WORK TO COMPLETE →
Decide whether each statement agrees with the passage on prefrontal (DLPFC) activity below, answering yes or no and quoting the deciding words: (a) DLPFC neuronal firing was stronger during the repetition phase of the PS task than during the search phase; (b) spatial selectivity kept increasing until the first correct trial; (c) the study by Procyk and Goldman-Rakic used a spatial task.

#### EXTRACT ####

This result fits nicely with selection-dependent activation of the DLPFC (Rowe et al., 2000) and explains the delay-related activation reported in delayed-response tasks. Furthermore, DLPFC neuronal firing was stronger during the search than during the repetition phase of the PS task at the end of and between trials [Procyk and Goldman-Rakic (2006), their Fig. 5 (http://www.jneurosci.org/cgi/content/full/26/44/11313/F5)], similar to the increased DLPFC activity found in imaging studies on free selection of actions.
During the PS task, population activity became progressively more spatially selective immediately after incorrect responses, in the first phase of the delay period, when a new response had to be selected [Procyk and Goldman-Rakic (2006), their Fig. 7 (http://www.jneurosci.org/cgi/content/full/26/44/11313/F7)]. Spatial selectivity became stronger until the first correct trial, when the monkey had identified the correct response. This modulation of DLPFC activity by task period led Procyk and Goldman-Rakic to suggest that “the adaptive properties of prefrontal delay activity are expected to reflect the basic mechanisms by which they influence connected structures” (Procyk and Goldman-Rakic, 2006). Again, this result complements neuroimaging studies, in which greater coupling between DLPFC and posterior brain regions can be seen during free selection of information, when the rule required for selection is unknown (Rowe et al., 2005). To select the correct information needed for the task at hand, DLPFC interacts with other task-specific areas that process specific stimulus-related information, potentially biasing processing in posterior areas to suit the task at hand.
Although the results from the present study seem to line up quite well with previous imaging studies, the precise mechanisms responsible for the increases in effective connectivity, as well as the evolution of neural activity in more posterior target areas, remain unknown. It would be interesting to see, at the neurophysiological level, the changes in neuronal activity during problem-solving tasks for nonspatial cues, and how cells in prefrontal and posterior areas synchronize as behavior progresses. Because Procyk and Goldman-Rakic (2006) focused on a spatial task, a logical continuation would be to study these processes in nonhuman primates using different stimuli and different stimulus modalities. The experiments of Procyk and Goldman-Rakic (2006) provide a building block for such studies.

#### SUPPLIED ENTRIES ####

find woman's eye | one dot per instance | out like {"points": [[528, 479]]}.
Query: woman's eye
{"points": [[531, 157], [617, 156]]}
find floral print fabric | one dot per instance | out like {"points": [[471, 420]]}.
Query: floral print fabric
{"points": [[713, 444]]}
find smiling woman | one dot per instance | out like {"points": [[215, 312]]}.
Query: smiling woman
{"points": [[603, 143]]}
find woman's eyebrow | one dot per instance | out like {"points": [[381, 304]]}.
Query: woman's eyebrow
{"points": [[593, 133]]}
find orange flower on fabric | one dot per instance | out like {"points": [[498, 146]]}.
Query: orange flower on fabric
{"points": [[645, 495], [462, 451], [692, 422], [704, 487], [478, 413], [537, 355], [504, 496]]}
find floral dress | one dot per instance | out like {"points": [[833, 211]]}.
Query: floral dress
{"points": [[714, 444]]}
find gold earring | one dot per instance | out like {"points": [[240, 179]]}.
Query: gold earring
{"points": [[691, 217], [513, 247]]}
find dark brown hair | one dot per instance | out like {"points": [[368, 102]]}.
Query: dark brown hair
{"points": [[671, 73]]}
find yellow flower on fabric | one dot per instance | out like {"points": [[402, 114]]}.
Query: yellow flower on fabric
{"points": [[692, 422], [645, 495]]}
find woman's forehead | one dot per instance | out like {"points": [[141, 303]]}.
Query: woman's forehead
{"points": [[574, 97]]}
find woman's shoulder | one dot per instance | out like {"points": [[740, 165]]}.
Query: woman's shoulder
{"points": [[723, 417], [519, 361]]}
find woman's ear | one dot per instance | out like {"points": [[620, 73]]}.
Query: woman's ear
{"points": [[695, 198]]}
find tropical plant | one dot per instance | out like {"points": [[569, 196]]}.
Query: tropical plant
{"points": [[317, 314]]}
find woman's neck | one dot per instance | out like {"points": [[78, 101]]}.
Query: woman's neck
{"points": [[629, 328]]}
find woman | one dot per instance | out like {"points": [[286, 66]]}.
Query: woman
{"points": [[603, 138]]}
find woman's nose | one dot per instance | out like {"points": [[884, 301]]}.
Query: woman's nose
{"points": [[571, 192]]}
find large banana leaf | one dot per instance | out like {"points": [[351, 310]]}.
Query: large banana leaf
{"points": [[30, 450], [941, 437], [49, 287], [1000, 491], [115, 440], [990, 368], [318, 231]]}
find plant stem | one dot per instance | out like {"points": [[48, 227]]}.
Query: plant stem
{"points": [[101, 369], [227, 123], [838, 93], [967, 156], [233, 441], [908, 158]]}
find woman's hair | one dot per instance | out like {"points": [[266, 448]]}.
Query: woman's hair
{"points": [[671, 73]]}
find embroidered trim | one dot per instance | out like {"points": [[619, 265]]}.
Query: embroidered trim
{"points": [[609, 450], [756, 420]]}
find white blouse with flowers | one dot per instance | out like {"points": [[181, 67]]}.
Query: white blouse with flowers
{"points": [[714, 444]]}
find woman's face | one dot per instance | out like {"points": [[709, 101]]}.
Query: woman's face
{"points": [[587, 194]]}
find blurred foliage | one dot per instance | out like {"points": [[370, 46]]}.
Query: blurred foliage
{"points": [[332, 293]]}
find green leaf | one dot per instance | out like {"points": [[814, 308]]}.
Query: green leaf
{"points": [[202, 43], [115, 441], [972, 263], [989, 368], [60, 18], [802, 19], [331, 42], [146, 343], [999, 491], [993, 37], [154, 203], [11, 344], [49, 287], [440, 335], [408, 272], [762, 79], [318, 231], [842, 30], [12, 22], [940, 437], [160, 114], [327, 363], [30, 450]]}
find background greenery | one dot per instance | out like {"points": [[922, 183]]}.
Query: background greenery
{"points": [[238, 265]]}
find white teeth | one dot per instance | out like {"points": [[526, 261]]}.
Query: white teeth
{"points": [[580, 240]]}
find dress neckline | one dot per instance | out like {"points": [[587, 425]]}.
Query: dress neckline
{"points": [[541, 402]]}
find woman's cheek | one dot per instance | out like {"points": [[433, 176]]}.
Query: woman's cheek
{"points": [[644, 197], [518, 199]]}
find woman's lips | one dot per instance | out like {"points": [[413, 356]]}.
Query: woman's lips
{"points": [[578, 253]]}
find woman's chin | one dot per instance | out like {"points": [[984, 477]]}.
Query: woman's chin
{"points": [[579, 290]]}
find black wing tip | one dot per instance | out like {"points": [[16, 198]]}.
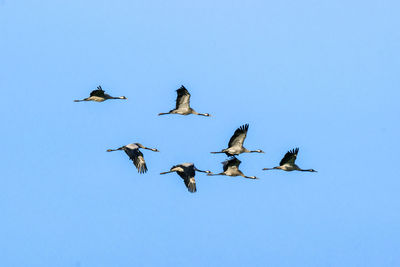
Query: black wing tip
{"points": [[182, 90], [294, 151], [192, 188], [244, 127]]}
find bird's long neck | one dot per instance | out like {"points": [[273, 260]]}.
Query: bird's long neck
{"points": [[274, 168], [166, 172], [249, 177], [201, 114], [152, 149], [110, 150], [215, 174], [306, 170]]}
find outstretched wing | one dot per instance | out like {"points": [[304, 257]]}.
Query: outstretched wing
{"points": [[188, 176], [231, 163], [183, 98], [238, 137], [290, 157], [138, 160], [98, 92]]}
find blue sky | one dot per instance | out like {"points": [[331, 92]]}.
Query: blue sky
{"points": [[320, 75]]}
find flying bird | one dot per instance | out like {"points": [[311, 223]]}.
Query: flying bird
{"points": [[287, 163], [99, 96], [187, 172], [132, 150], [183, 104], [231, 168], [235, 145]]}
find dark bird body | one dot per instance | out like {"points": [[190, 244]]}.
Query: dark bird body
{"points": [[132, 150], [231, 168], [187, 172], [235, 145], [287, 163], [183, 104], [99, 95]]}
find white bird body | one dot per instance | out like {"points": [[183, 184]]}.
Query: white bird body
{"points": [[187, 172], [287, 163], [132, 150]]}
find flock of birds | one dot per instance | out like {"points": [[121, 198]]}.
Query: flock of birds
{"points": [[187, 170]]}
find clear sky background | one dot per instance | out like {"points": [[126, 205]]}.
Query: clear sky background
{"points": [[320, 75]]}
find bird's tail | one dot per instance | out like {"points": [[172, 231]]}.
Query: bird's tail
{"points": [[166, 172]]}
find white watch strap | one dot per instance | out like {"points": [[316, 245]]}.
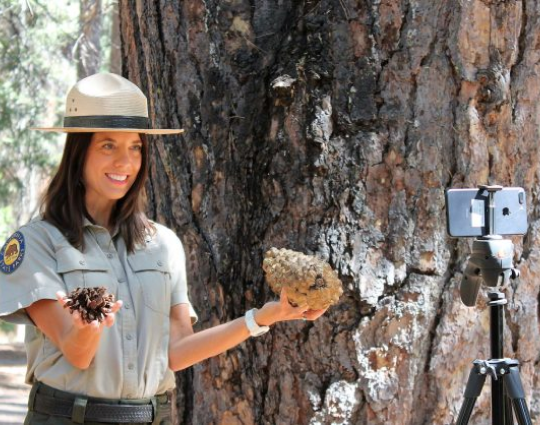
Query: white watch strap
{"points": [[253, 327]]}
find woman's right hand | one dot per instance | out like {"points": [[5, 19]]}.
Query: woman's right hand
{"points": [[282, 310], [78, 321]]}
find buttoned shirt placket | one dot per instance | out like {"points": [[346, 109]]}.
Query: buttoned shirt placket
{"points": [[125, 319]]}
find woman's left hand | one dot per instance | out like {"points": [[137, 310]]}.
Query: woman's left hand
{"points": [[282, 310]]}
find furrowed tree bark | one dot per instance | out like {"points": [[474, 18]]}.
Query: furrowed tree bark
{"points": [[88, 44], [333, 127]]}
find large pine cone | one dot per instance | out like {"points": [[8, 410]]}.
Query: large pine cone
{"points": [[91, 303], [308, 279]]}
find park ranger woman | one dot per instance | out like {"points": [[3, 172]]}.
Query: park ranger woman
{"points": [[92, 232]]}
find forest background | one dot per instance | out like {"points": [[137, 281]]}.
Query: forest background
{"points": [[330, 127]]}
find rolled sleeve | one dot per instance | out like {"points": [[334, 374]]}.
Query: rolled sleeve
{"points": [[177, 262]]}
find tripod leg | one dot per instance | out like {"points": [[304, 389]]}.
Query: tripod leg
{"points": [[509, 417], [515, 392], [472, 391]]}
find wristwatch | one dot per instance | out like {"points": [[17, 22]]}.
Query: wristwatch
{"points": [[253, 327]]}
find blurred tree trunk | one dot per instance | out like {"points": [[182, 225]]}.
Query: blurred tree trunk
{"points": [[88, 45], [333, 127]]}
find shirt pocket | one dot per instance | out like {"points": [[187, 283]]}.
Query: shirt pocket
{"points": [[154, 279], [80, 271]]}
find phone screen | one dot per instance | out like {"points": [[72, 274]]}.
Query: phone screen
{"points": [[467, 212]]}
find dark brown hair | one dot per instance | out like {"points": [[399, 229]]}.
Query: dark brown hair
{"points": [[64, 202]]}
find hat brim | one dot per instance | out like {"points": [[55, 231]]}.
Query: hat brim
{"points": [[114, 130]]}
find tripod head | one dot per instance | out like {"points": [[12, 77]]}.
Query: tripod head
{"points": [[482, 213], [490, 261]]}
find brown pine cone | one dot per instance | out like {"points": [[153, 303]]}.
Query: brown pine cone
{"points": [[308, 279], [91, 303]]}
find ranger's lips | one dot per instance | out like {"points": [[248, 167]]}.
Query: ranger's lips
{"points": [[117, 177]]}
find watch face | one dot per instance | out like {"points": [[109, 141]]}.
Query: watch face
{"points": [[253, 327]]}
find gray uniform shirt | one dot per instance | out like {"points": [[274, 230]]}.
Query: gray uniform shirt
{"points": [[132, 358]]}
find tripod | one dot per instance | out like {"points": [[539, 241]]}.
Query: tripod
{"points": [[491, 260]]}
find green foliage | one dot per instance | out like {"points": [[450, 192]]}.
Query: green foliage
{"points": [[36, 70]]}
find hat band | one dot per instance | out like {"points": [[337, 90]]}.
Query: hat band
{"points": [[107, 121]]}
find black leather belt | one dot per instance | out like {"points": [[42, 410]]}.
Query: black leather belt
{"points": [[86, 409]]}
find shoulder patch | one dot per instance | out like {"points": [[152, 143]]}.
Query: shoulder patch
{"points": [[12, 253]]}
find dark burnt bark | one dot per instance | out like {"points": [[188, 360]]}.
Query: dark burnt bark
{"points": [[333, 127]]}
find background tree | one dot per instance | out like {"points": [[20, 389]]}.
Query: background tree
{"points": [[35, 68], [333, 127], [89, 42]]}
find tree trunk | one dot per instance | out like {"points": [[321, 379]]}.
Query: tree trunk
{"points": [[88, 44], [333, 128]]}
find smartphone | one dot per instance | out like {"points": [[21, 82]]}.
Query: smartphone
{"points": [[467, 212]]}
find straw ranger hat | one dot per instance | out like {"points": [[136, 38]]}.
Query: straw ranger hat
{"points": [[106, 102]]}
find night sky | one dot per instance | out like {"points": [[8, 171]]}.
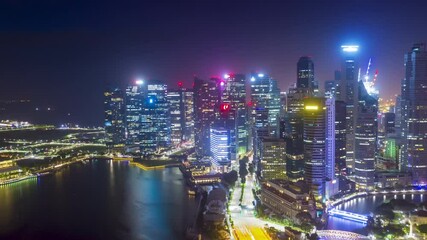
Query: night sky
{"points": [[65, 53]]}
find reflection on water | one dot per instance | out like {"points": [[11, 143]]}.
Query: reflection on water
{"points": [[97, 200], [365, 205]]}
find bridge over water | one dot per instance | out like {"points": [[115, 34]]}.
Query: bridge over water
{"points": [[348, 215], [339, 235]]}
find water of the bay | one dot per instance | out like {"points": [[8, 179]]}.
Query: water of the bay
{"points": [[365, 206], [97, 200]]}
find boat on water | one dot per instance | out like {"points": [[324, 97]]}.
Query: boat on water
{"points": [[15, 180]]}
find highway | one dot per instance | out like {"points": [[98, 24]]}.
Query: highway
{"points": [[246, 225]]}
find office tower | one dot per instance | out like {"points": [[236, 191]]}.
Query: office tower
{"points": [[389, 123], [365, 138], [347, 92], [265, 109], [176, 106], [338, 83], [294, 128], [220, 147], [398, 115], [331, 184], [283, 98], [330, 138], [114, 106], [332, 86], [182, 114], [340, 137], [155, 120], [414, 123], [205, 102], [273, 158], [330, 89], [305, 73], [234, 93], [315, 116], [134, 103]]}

####

RESPONSE TO THIS EXERCISE →
(a) No: "DLPFC neuronal firing was stronger during the search than during the repetition phase of the PS task"
(b) Yes: "Spatial selectivity became stronger until the first correct trial"
(c) Yes: "Procyk and Goldman-Rakic (2006) focused on a spatial task"